──────── Information provided

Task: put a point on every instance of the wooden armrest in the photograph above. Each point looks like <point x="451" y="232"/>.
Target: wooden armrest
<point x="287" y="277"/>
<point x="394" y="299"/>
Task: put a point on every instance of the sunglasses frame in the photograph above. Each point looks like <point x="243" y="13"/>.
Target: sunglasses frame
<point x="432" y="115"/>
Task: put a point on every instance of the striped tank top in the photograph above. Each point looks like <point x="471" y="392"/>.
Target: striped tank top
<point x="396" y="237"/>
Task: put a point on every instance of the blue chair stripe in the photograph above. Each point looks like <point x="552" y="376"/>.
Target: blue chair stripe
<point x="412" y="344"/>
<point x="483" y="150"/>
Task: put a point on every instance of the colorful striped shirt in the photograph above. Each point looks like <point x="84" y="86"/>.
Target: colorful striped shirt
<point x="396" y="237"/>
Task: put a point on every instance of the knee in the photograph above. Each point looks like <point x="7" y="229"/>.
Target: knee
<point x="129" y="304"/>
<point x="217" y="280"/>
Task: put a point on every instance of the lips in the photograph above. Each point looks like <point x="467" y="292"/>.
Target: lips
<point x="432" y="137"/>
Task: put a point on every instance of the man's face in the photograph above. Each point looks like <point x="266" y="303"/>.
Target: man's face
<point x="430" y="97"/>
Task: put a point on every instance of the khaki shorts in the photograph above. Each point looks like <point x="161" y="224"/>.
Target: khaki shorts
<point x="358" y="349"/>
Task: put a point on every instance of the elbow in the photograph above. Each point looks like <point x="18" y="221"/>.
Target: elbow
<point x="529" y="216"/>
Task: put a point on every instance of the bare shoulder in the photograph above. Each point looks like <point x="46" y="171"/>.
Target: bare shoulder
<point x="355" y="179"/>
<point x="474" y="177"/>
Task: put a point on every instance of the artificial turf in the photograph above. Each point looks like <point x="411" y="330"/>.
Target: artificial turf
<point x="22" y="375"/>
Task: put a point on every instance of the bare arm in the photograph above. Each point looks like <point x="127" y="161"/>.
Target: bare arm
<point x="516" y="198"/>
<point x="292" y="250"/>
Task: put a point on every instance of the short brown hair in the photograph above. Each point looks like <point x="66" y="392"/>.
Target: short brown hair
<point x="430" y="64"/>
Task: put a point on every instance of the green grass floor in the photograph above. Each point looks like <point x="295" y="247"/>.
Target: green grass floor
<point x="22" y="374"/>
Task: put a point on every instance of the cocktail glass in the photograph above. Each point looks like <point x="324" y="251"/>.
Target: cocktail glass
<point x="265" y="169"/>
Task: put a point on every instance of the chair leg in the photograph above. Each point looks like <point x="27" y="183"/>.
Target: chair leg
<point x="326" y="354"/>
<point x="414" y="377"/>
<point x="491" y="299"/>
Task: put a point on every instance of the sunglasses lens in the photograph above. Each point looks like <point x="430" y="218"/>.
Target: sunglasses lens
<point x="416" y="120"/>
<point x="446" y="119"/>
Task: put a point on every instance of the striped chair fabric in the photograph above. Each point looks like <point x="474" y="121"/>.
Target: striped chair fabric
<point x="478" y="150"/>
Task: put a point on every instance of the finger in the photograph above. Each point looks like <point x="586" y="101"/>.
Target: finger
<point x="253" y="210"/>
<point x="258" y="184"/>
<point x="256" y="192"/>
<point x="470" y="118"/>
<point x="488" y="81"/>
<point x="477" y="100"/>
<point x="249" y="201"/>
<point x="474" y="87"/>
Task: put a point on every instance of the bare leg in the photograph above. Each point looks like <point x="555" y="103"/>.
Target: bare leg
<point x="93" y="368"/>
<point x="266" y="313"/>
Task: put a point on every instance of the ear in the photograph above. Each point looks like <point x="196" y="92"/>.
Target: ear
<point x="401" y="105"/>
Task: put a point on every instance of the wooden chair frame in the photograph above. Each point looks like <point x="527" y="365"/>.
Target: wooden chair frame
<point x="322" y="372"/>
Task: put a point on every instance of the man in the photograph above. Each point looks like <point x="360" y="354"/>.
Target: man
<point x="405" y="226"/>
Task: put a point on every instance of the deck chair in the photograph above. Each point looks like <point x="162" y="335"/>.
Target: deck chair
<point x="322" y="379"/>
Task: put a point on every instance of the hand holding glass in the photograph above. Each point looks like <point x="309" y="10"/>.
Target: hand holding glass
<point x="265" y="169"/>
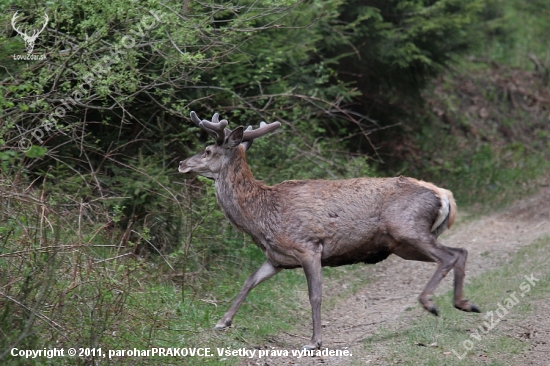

────────────────

* _What this task involves_
Rewrite the lines from the one containing "Task: put a point on every instance of the ear" up to and including the last line, keeping the requests, and add 128 to every x and y coordinate in the answer points while leaving the requests' sample points unchanged. Leave the pictures out.

* _Output below_
Task: put a point on every instance of the ear in the photograph above. Each point looks like <point x="196" y="92"/>.
Target: ear
<point x="529" y="233"/>
Task: put a point on every instance of the wooden chair frame in the photograph above. Each point looks like <point x="527" y="365"/>.
Target: wooden chair frame
<point x="450" y="500"/>
Task: put a point on every instance of the man in the photograph above. Each point looks like <point x="360" y="354"/>.
Target: man
<point x="533" y="354"/>
Task: put a point on every instance of the deck chair in the photograph above. Each point looks like <point x="162" y="335"/>.
Target: deck chair
<point x="450" y="507"/>
Task: put a point on every instance of the hand holding glass in the photograph above. Each point looks like <point x="309" y="10"/>.
Target: hand holding glass
<point x="393" y="297"/>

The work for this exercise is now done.